**Challenges:**
a - According to the MLK Jr. day post, who wanted segregation in Plessy?
b - In the MLK Jr. day post, list every question in the paragraph that begins "But what about the heavy-handedness of government".
c - Copy the MLK Jr. day post word for word, beginning at the words "And it should" and stopping after "rights are necessary.)".

Libertarian thoughts on MLK Jr. day

[update to clarify, based on Tom’s first comment]

Happy Martin Luther King Jr. day to all!

Like many people, I believe the true greatness of America can be found in its ability to wring moral justness, albeit slowly, from a system of government that, ex ante, preferences neither the good nor the right, but instead just the popular. And I also believe, like many, that this greatness has had no better expression than in the twin battles to secure the basic liberal rights of African Americans: the multi-generational crusade against slavery in the 19th century, and then the century-long battle that followed, for universal civil rights and against the segregation of the races. There are no greater products of America and American democracy than the abolitionists and the civil rights protesters, many of whom faced grim danger and horrific opposition, often with nothing to personally gain but the peace of heart that comes with a morally just society. Those movements are also a testament to the wonders of democratic government; ideas — no matter how unpopular at first — can and do matter.

Unfortunately, as a libertarian I end up having to defend myself for these beliefs not only to people who want to poke holes in libertarianism as an ideology (You’re a libertarian? If you were in charge we never would have ended slavery!), but also from libertarians themselves, many of whom seem to have a misguided understanding of why having a limited government is valuable in a capitalist democracy. The basic economic role of government in a libertarian society is to ensure the proper functioning of a free market, which includes, by definition, equal opportunity and access for those who wish to participate in the market. Even the crazy radical libertarians understand that government is necessary at some basic level, for instance to enforce private contracts and suppress violence in defense of private property; without those two things, it’s obvious that a market society won’t function.

And it should be equally obvious that the market can’t function efficiently if entrepreneurs cannot get a hotel room or a meal while traveling on business because of the freaking color of their skin. So even setting aside all sense of moral right and wrong and prioritizing absolutely no vision of the good life, any libertarian opposition to civil rights laws is deeply flawed, on market terms alone. If you disagree with this, I don’t think you’re a libertarian; you’re probably an anarchist. (None of this is to discount the moral arguments against slavery or segregation; I happen to think those are stronger than the market arguments. But I think it’s important for the purpose of diffusing radical libertarianism to show that for market reasons alone, civil rights are necessary.)

But what about the heavy-handedness of government, you say? Shouldn’t libertarians oppose laws that force people to provide commercial goods on a non-discriminatory basis? Isn’t that anti-liberty? To which I’d say a few things. First, the state was deeply involved in segregation; even if you somehow believe that private discrimination in public accommodations is an unfortunate price to pay for a society of liberty, there is absolutely no way that any libertarian can justify the use of the state governments in the 20th century to actively promote Jim Crow laws. Remember, it was the state of Louisiana, not the railroads, that wanted segregation in Plessy; it was the southern states that mandated the schools and the drinking fountains be segregated; and it was the states that classified people based on their race, not the market actors. That’s the state being heavy-handed. Requiring the opposite — non-discriminatory business practices — pales in comparison, mostly because the natural market is non-discriminatory to begin with; you’re swimming with the tide, rather than against it. Stripping the states of the power to enforce racial discrimination isn’t an anti-libertarian move; much to the contrary, it was the essence of libertarianism — the individual was unleashed from the enforced discrimination of the state. If you disagree with this, I don’t think you’re a libertarian; you’re probably just an ardent federalist, which I suppose is a common conflation.

**Data supplied:**
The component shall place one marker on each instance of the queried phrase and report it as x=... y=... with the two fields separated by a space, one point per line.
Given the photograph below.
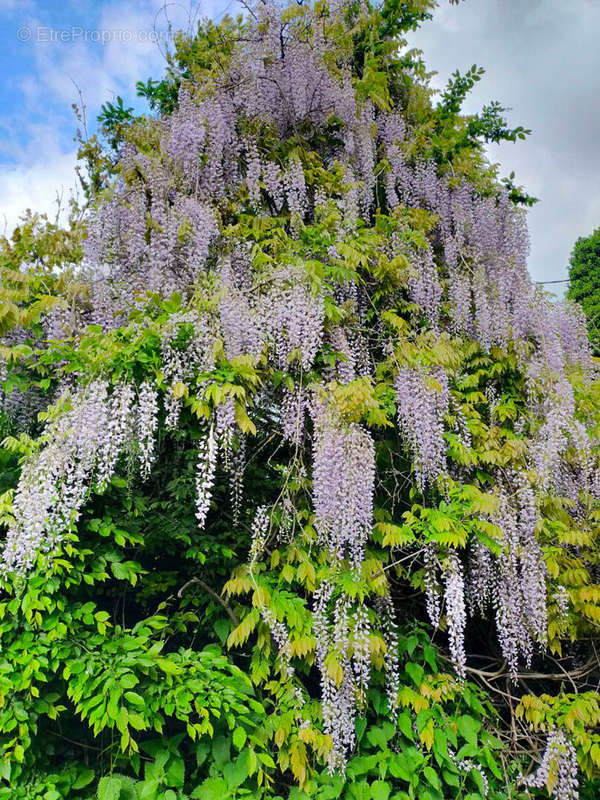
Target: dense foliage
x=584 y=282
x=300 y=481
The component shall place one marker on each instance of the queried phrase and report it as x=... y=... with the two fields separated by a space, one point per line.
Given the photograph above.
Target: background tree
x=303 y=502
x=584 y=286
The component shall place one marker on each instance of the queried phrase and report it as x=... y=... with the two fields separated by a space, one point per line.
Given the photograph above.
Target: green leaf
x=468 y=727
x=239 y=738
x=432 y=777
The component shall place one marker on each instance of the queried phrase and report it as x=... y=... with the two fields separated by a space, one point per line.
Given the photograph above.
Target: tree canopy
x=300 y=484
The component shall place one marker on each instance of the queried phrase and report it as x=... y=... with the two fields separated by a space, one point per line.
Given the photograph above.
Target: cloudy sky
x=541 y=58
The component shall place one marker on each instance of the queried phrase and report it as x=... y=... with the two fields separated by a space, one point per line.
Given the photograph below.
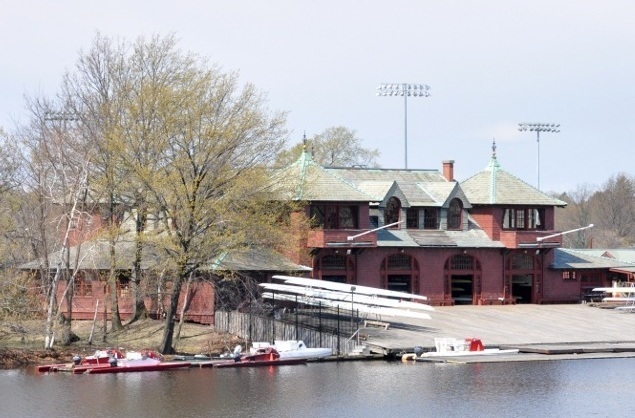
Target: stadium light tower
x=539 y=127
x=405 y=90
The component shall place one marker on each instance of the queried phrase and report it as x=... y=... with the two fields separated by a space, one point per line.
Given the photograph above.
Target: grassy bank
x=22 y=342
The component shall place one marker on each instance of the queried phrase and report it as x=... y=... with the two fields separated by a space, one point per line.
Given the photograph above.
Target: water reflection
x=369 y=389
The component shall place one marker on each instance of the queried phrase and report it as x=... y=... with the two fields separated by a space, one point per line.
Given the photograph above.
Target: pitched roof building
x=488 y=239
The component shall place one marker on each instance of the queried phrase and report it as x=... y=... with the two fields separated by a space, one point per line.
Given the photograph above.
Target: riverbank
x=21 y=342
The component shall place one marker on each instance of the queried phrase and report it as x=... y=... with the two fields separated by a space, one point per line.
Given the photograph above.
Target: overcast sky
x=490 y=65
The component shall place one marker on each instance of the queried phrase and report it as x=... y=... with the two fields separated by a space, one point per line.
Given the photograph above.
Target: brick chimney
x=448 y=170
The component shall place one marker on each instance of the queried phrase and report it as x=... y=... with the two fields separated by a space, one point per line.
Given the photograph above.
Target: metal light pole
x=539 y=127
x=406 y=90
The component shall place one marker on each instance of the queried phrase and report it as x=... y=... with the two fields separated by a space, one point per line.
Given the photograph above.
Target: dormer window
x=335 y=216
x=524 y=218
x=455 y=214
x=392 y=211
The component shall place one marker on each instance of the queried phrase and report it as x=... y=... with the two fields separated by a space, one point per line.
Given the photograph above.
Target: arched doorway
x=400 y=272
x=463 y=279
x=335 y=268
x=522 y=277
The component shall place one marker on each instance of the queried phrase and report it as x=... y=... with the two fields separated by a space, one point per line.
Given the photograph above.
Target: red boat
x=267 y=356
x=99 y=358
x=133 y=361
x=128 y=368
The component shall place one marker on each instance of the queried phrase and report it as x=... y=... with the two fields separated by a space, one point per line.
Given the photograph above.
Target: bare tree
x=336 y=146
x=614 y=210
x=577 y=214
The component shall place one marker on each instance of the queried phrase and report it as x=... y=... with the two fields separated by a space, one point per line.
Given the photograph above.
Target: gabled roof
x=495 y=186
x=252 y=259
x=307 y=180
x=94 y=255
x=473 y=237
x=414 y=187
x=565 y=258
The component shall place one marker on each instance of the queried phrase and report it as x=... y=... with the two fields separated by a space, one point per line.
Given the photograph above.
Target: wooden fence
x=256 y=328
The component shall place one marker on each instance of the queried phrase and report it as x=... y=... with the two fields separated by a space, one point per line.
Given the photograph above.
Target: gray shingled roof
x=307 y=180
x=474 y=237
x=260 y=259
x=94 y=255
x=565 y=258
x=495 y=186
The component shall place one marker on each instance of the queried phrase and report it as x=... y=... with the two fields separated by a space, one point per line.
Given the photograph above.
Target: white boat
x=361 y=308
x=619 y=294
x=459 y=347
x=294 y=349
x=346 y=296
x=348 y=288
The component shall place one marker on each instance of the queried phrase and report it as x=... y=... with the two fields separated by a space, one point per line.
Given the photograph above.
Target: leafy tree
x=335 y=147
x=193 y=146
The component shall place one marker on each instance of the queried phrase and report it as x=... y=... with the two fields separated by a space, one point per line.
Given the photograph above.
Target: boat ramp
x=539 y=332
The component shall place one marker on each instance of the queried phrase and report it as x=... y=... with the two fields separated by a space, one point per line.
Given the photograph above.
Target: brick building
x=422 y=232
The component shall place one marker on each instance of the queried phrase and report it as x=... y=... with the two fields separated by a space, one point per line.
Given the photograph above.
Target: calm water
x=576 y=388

**The results:**
a - The state of Louisiana, not the railroads.

b -
- But what about the heavy-handedness of government, you say?
- Shouldn't libertarians oppose laws that force people to provide commercial goods on a non-discriminatory basis?
- Isn't that anti-liberty?

c -
And it should be equally obvious that the market can’t function efficiently if entrepreneurs cannot get a hotel room or a meal while traveling on business because of the freaking color of their skin. So even setting aside all sense of moral right and wrong and prioritizing absolutely no vision of the good life, any libertarian opposition to civil rights laws is deeply flawed, on market terms alone. If you disagree with this, I don’t think you’re a libertarian; you’re probably an anarchist. (None of this is to discount the moral arguments against slavery or segregation; I happen to think those are stronger than the market arguments. But I think it’s important for the purpose of diffusing radical libertarianism to show that for market reasons alone, civil rights are necessary.)